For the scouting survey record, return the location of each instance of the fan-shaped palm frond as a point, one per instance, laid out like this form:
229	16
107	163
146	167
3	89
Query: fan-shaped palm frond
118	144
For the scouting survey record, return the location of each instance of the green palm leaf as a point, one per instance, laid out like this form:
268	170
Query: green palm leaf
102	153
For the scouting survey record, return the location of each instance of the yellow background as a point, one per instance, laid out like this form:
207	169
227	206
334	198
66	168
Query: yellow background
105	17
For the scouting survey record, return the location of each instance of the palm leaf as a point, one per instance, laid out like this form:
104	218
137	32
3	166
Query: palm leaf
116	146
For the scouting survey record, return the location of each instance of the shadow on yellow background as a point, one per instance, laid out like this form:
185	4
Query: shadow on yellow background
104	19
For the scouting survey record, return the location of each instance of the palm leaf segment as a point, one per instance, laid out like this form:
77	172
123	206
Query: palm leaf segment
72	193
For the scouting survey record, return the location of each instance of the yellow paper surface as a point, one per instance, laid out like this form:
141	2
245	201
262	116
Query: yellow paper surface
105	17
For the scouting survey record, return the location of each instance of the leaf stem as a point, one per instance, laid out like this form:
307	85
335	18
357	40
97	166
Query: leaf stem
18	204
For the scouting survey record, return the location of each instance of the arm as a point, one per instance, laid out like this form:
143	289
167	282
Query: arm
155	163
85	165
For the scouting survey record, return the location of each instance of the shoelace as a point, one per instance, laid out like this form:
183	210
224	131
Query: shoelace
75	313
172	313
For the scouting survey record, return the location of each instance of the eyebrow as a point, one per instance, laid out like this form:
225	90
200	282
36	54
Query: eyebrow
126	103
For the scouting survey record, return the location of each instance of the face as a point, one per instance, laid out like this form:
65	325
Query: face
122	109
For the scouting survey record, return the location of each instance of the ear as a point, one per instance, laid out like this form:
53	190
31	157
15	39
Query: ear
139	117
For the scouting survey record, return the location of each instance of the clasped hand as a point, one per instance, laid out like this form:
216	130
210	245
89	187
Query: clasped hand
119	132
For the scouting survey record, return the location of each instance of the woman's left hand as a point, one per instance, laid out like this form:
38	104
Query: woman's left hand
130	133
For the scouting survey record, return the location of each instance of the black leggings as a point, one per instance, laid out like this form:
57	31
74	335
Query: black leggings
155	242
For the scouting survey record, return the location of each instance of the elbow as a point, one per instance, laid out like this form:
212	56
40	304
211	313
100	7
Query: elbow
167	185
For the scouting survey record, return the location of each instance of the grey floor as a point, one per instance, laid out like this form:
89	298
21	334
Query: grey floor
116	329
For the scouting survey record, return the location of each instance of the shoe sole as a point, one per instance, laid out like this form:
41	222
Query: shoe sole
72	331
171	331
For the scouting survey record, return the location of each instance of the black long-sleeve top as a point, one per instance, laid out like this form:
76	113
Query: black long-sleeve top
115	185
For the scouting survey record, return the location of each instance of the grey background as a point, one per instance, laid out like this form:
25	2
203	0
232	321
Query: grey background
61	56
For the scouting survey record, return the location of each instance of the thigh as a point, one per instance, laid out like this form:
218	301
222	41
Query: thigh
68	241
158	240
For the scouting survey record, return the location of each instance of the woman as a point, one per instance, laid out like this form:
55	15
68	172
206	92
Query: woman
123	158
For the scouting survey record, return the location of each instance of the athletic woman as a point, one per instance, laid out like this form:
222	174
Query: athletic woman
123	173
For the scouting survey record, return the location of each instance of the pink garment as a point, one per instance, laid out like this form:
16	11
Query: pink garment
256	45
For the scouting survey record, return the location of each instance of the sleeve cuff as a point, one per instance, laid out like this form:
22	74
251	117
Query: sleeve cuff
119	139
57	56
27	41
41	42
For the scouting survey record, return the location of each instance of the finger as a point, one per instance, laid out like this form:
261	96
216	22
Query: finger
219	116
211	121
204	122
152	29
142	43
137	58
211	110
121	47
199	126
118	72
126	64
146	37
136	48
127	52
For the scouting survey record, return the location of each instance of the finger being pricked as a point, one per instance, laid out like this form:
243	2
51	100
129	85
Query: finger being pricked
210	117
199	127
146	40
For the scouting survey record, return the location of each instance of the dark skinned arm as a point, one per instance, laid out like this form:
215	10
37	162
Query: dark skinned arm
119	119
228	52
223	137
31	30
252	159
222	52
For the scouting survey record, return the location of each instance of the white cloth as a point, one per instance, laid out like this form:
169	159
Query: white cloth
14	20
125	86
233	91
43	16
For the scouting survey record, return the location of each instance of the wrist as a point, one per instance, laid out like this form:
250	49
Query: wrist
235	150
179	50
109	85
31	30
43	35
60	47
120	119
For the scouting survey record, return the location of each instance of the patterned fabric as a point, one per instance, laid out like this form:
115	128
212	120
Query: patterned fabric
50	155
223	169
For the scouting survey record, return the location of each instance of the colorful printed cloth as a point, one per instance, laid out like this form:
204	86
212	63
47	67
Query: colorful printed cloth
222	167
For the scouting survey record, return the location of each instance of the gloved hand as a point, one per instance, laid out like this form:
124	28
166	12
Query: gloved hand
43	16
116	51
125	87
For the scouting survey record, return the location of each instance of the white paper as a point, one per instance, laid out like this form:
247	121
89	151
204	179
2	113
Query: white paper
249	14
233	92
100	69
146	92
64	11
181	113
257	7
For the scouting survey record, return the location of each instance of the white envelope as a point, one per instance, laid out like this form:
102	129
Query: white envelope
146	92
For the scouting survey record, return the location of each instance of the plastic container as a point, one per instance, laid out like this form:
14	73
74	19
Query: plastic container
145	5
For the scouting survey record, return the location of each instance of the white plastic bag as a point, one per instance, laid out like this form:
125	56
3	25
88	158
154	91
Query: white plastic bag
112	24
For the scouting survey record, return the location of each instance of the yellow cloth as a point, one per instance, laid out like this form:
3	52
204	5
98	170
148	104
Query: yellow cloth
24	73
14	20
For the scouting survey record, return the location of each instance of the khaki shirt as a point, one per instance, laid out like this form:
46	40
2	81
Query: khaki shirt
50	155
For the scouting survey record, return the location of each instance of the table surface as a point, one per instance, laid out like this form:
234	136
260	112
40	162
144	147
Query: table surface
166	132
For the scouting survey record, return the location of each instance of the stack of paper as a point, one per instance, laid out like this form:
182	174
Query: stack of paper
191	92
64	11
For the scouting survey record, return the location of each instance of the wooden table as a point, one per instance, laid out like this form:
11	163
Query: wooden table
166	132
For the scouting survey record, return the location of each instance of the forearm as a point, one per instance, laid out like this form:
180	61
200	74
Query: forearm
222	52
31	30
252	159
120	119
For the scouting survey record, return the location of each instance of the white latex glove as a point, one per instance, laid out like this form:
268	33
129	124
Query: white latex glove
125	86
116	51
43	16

§ **What the exercise asks**:
What you return must match the listing above exactly, with every line included.

§ **Exercise solution**:
For the scouting survey record, return the location of each instance of the fan-shaped palm frond as a point, one per instance, laid out like this form:
229	16
107	163
146	167
3	89
Query: fan-shaped palm frond
118	144
For the scouting survey record, return the location of each instance of the green palm leaf as a point, one per instance, laid out like this form:
268	170
Query: green palm leaf
102	153
For the scouting survey record, return the location of each instance of the yellow background as a point, one per instance, laid out like this form:
207	169
227	206
334	198
66	168
Query: yellow background
105	17
For the scouting survey record, return the location of each instance of the palm leaf as a point, one per instance, laid out like this form:
104	218
137	32
3	166
Query: palm leaf
116	146
For the scouting survey record, return the location of each instance of the shadow on yellow background as a point, one per instance, laid out like this form:
185	4
Query: shadow on yellow background
104	19
For the scouting survey record, return the location of each instance of the palm leaf segment as a point, one per instance, laid out like this form:
77	172
123	206
Query: palm leaf segment
72	193
For the scouting survey record, return the location of each instance of the yellow paper surface as a point, one per instance, laid out like this form:
141	2
245	201
262	116
Query: yellow paper surface
105	17
For the scouting survey record, return the location of each instance of the leaf stem as a point, one per instance, laid out like this form:
307	85
335	18
357	40
97	166
Query: leaf stem
18	204
For the scouting survey record, return the location of each instance of the arm as a point, one per instance, laid out like this form:
143	289
167	282
Query: arm
155	163
85	165
For the scouting survey record, return the location of each instance of the shoelace as a point, one per instance, laid out like this form:
183	210
224	131
Query: shoelace
75	313
172	313
For the scouting survey record, return the location of each instance of the eyebrow as a point, one per instance, laid out like this form:
225	90
200	282
36	54
Query: eyebrow
126	103
For the scouting survey record, return the location of each instance of the face as a point, one per instance, laid out like this form:
65	325
Query: face
122	109
For the scouting survey record, return the location of each instance of the ear as a point, one per instance, laid out like this form:
53	190
31	157
15	39
Query: ear
139	117
For the scouting survey record, return the location of each instance of the clasped hand as a point, one per instance, laid out like this form:
216	130
210	245
89	187
Query: clasped hand
119	132
For the scouting survey record, return the location of each instance of the woman's left hand as a point, one per instance, laid out like this form:
38	104
Query: woman's left hand
130	133
For the scouting survey record, return the location of each instance of the black leggings as a point, one per instance, laid out like this form:
57	31
74	335
Query: black leggings
155	242
For the scouting survey record, return the location of each instance of the elbow as a point, one per instance, laid out like this form:
212	56
40	304
211	313
100	7
Query: elbow
167	185
For the scouting survey record, return the location of each instance of the grey floor as a point, one per instance, laid out like this form:
89	298
21	334
Query: grey floor
116	329
For the scouting survey record, return the location of each instance of the shoe sole as a point, one per instance, laid out like this form:
41	222
Query: shoe sole
72	331
171	331
For the scouting survey record, return the location of each instance of the black long-sleeve top as a point, one per instance, laid out like this form:
76	113
Query: black long-sleeve top
115	185
For the scouting survey record, return the location of each instance of the grey background as a point, one per instance, laid out like this form:
25	2
203	0
232	321
Query: grey background
61	56
For the scouting survey record, return the location of each instance of the thigh as a point, one per instance, laid out like this form:
218	301
222	41
Query: thigh
68	241
158	240
For the scouting survey record, return the location of each instance of the woman as a point, one per instance, laid out like this form:
55	15
68	172
206	92
Query: woman
123	158
For the scouting survey record, return the location of each instance of the athletic woman as a point, one per instance, laid out like this form:
222	174
Query: athletic woman
123	173
For the scouting survey record, return the location of each instance of the pink garment as a point, one per instance, laid out like this form:
16	11
Query: pink garment
256	45
For the scouting survey record, return the location of each instance of the sleeve cuff as a point, one per instance, laid out like this form:
22	74
251	117
Query: sleeve cuff
119	139
57	56
27	41
41	42
For the scouting survey record, return the location of each instance of the finger as a point, one per instance, laid out like this form:
261	96
216	22
Query: finger
219	116
211	121
204	122
152	29
142	43
137	58
211	110
121	47
199	126
118	72
126	64
146	37
136	48
127	52
For the scouting survey record, return the location of each instance of the finger being pricked as a point, one per instance, laid out like this form:
243	2
51	100
129	85
Query: finger being pricked
210	117
199	127
146	40
For the scouting survey record, return the location of each instance of the dark skinned arm as a point, one per instance, laid out like this form:
215	10
37	162
Query: dark skinned arm
119	119
228	52
223	137
31	30
252	159
222	52
For the scouting survey record, return the location of each instance of the white cloth as a point, one per instance, laid out like this form:
169	159
Query: white cloth
14	20
125	86
233	91
43	16
For the scouting survey record, return the location of each instance of the wrist as a point, one per instance, laid out like this form:
250	49
Query: wrist
235	150
179	50
109	85
31	30
43	35
60	47
120	119
For the scouting survey record, return the location of each instance of the patterned fabric as a point, one per instance, laid out like this form:
115	128
212	120
Query: patterned fabric
50	155
223	169
For the scouting survey record, return the location of each instance of the colorful printed cloth as a point, one per instance, laid out like this form:
204	86
212	63
47	67
Query: colorful printed cloth
222	167
For the scouting survey record, return the location of each instance of the gloved hand as a point, one per instance, laid out like this form:
124	28
166	12
Query: gloved hand
43	16
116	51
125	87
For the scouting survey record, return the location of each instance of the white paper as a point, one per instance, laid out like this form:
247	121
89	151
204	179
2	113
Query: white paper
249	14
233	92
100	69
146	92
64	11
181	113
257	7
For the scouting survey record, return the location of each instance of the white envelope as a point, one per instance, laid out like this form:
102	129
Query: white envelope
146	92
For the scouting survey record, return the location of each instance of the plastic container as a point, one per instance, laid out like this form:
14	73
74	19
Query: plastic container
145	5
For the scouting survey record, return the location of each instance of the white plastic bag as a point, one per instance, laid out like this form:
125	56
3	25
88	158
154	91
Query: white plastic bag
112	24
For the scouting survey record, return the location of each instance of the yellow cloth as a point, one per instance, laid out like this form:
3	52
204	5
98	170
148	104
Query: yellow cloth
24	73
14	20
For the scouting survey record, return the location of each instance of the khaki shirt as a point, one per instance, laid out like this form:
46	40
2	81
Query: khaki shirt
50	155
For the scouting survey record, return the location of each instance of the table surface as a point, one per instance, laid out like this form:
234	136
260	112
40	162
144	147
Query: table surface
166	132
For the scouting survey record, return the location of each instance of the stack of paper as a point, one per instance, laid out like this form:
182	174
Query: stack of paper
191	92
64	11
For the scouting survey record, return the location of each instance of the wooden table as a point, one per instance, laid out like this form:
11	163
Query: wooden table
166	132
For the scouting survey record, return the location of each instance of the forearm as a point, one per instance, laid out like this form:
180	61
200	74
Query: forearm
222	52
31	30
252	159
120	119
For the scouting survey record, return the location of each instance of the white latex glove as a point, one per instance, laid out like this form:
268	33
129	124
Query: white latex glove
125	86
116	51
43	16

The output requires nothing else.